Mi spiego con un esempio. In Val di Susa
la popolazione ha intrapreso una battaglia contro il progetto della
TAV: con ogni probabilità perderà (perderemo) questa battaglia per
rapporti di forza asimmetrici. Lo scontro, però, avviene nella “trincea”
giusta, nei cantieri, creando difficoltà e problemi a quanti devono
devastare il territorio con ruspe e trivelle, e a livello politico, non
votando più per quanti sostengono quel progetto. Se invece, pur
mantenendo le medesime parole d’ordine contro la devastazione del
proprio territorio e la difesa dell’ambiente, il popolo NO-TAV
protestasse proclamando lo sciopero della briscola in tutti i bar della
valle, agevolando il passaggio di ruspe e trivelle e votando per quei
politici che sostengono quel progetto, la battaglia sarebbe persa in
partenza. È esattamente quello che da anni sta accadendo nella scuola.
Le ruspe e le trivelle che devastano il territorio della scuola
sono in opera da sedici anni, e, come abbiamo visto, si chiamano POF,
capitale umano, valutazione dei prodotti, competenze, “utenti”, INVALSI,
progetti, ottuso egoismo competitivo, personalizzazione dell'offerta
formativa, abolizione delle ore di compresenza, scomparsa dei programmi
nazionali della scuola primaria ecc... e queste sono le ruspe e le
trivelle contro cui dovrebbe essere indirizzata una lotta di lungo
respiro.
L’opposizione alla scuola-azienda rimane illusoria se non si traduce in un’individuazione teorica dei punti nevralgici che trasmettono nella scuola gli impulsi aziendalistici
così da attivare una mobilitazione pratica per reciderli. Ad oggi,
esiste in Italia una sola scuola che si sia rifiutata, in nome della
dignità culturale, di stendere il POF? Si obietta: ma è obbligatorio! E
allora si scriva nome, indirizzo e numero di telefono della scuola e
l’elenco delle discipline che vi s’insegnano! Punto.
Riflettiamo sull’ultima grande fiammata di proteste
tra ottobre e novembre che, in occasione del minacciato aumento
dell’orario di lavoro di ben sei ore, ha dato vita a cortei, comitati,
assemblee autoconvocate in tutte le città d’Italia, in nome della difesa
della dignità della professione docente e della scuola pubblica
statale. Questa fiammata, non sorretta da un progetto strategico globale alternativo a quello dell’autonomia, si è ovviamente ben presto esaurita.

* _Compito_
Riassumi in due frasi, per favore, il paragrafo del brano che comincia con «Riflettiamo sull'ultima grande fiammata», conservandone i fatti principali. Le voci riportate di seguito provengono da una fonte diversa.

Voci del dataset di annotazione a punti
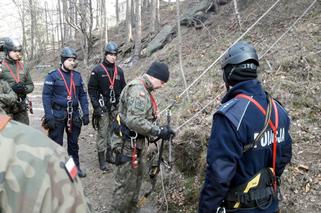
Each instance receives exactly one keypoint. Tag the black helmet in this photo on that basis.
(240, 63)
(68, 52)
(111, 47)
(238, 53)
(11, 44)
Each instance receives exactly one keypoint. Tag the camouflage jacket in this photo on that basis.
(136, 108)
(7, 96)
(32, 173)
(24, 75)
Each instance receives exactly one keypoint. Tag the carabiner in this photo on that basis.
(101, 101)
(112, 96)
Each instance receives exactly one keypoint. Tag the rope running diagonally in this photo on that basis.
(196, 114)
(237, 40)
(212, 101)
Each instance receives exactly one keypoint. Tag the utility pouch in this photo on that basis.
(121, 159)
(44, 123)
(120, 129)
(258, 192)
(76, 121)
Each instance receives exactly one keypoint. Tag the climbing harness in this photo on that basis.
(112, 96)
(70, 90)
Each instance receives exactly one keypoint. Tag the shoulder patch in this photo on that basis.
(4, 119)
(142, 94)
(49, 82)
(52, 71)
(234, 110)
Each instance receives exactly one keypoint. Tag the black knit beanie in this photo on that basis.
(63, 59)
(159, 70)
(234, 74)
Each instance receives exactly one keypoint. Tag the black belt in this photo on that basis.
(63, 108)
(257, 198)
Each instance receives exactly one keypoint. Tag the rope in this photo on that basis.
(201, 110)
(303, 14)
(237, 40)
(163, 187)
(294, 23)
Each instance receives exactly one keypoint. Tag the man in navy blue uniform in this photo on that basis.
(249, 141)
(105, 84)
(62, 94)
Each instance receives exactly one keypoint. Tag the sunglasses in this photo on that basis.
(113, 54)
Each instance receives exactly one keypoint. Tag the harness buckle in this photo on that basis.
(112, 96)
(134, 161)
(101, 101)
(69, 115)
(221, 210)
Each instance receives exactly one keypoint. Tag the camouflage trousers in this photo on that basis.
(104, 132)
(21, 117)
(128, 182)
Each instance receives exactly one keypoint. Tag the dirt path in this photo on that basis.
(98, 185)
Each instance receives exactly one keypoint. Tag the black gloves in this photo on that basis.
(19, 88)
(50, 123)
(166, 132)
(98, 112)
(85, 119)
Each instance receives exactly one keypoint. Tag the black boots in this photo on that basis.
(81, 173)
(109, 156)
(102, 161)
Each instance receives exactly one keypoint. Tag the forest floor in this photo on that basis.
(290, 72)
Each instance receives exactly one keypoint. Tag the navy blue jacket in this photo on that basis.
(236, 124)
(54, 92)
(99, 84)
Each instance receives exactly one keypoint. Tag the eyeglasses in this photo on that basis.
(112, 54)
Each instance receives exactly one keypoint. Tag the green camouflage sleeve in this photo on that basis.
(139, 111)
(7, 96)
(29, 83)
(32, 174)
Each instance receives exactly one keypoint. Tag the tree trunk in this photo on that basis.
(65, 18)
(117, 12)
(179, 46)
(138, 28)
(153, 17)
(237, 14)
(60, 24)
(129, 20)
(46, 16)
(157, 14)
(32, 30)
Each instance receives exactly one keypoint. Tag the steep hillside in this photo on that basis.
(290, 71)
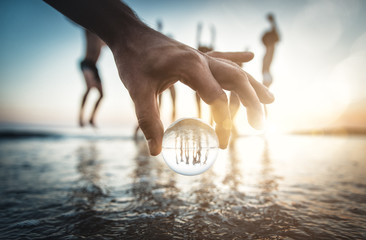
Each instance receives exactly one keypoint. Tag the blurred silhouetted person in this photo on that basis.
(204, 49)
(92, 79)
(269, 39)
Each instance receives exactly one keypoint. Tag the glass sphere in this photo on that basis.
(190, 146)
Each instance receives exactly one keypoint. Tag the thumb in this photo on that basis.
(147, 112)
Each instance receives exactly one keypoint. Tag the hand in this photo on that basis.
(149, 62)
(148, 69)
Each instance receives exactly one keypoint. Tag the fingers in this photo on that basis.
(233, 78)
(147, 112)
(237, 57)
(202, 80)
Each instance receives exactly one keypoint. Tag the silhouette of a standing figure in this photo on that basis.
(269, 39)
(204, 49)
(91, 75)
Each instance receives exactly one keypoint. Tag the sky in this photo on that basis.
(318, 68)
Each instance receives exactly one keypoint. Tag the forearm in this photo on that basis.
(111, 20)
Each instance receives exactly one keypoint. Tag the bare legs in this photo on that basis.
(234, 107)
(90, 82)
(91, 121)
(267, 77)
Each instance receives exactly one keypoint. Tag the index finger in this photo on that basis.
(233, 78)
(237, 57)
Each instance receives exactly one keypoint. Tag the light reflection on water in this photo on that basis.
(297, 187)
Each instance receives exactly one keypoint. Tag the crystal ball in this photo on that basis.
(190, 146)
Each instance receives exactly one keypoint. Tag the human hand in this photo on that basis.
(149, 62)
(148, 69)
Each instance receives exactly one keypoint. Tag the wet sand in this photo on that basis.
(278, 187)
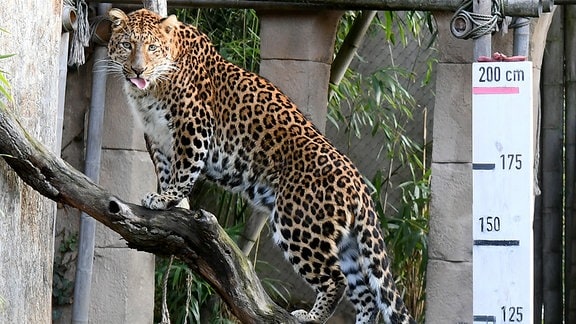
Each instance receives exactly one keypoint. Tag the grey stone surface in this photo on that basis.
(298, 35)
(453, 114)
(449, 290)
(122, 130)
(27, 218)
(450, 236)
(122, 287)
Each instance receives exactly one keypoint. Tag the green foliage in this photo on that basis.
(381, 103)
(64, 259)
(4, 84)
(189, 297)
(234, 33)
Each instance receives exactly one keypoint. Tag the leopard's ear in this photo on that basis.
(118, 18)
(169, 23)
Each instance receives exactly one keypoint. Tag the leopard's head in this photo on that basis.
(141, 46)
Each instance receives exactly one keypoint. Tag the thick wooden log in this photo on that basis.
(195, 237)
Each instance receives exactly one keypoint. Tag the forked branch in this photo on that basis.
(193, 236)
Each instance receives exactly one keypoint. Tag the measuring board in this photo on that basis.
(503, 193)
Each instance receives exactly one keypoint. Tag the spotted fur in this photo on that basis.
(204, 116)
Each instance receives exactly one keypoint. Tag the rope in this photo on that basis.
(482, 24)
(81, 36)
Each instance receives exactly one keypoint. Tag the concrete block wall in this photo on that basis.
(297, 51)
(123, 278)
(449, 275)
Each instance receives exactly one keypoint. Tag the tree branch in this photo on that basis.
(193, 236)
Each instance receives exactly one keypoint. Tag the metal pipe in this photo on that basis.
(521, 37)
(483, 44)
(522, 6)
(83, 281)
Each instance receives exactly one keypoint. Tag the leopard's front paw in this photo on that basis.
(304, 317)
(154, 200)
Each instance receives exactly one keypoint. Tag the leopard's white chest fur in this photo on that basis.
(154, 119)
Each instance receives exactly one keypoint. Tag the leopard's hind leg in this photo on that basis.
(316, 261)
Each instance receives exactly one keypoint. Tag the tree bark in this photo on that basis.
(193, 236)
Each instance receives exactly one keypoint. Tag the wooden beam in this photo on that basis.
(510, 7)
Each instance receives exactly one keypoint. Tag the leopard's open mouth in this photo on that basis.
(139, 82)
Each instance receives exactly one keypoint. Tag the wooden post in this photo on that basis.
(27, 218)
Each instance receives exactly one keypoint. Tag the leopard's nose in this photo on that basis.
(138, 70)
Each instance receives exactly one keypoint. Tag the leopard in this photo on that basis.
(205, 118)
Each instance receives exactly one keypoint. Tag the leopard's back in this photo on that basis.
(205, 117)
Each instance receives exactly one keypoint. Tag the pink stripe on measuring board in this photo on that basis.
(495, 90)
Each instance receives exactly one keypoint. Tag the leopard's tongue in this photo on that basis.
(139, 82)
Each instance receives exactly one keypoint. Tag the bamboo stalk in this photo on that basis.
(552, 171)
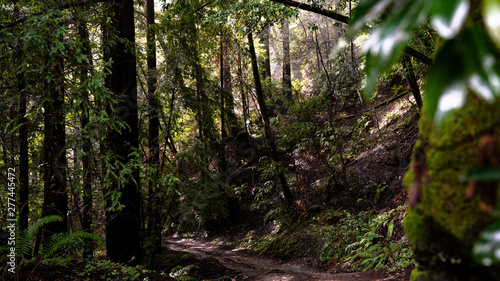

* _Risposta_
Tra ottobre e novembre, di fronte alla minaccia di aumentare di sei ore l'orario di lavoro, in tutte le città d'Italia sono nati cortei, comitati e assemblee autoconvocate in difesa della dignità della professione docente e della scuola pubblica statale. Poiché non era sorretta da un progetto strategico globale alternativo a quello dell'autonomia, questa ondata di proteste si è presto esaurita.